§ ASSIGNMENT
This exercise calls for every record to be set down again, exactly and in full.

----------

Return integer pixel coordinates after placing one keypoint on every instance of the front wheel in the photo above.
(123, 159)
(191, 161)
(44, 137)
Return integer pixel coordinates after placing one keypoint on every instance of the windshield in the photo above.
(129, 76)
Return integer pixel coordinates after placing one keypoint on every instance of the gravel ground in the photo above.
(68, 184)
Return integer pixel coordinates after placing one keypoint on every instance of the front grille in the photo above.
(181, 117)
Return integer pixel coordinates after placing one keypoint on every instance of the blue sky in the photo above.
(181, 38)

----------

§ RESULT OF THE EXERCISE
Return integer pixel coordinates after placing one keypoint on every instance of the front wheel in the photo above.
(123, 159)
(191, 161)
(44, 137)
Return integer pixel coordinates after placing one keypoint on every instance of the windshield in the photo above.
(129, 76)
Return integer pixel coordinates after placing one keypoint on every instance of the gravel ground in the photo above.
(68, 184)
Return integer pixel coordinates after placing one keypoint on every instance of the front grille in the photo above.
(181, 117)
Return integer pixel coordinates after placing one keypoint on every instance of the blue sky in the photo above.
(181, 38)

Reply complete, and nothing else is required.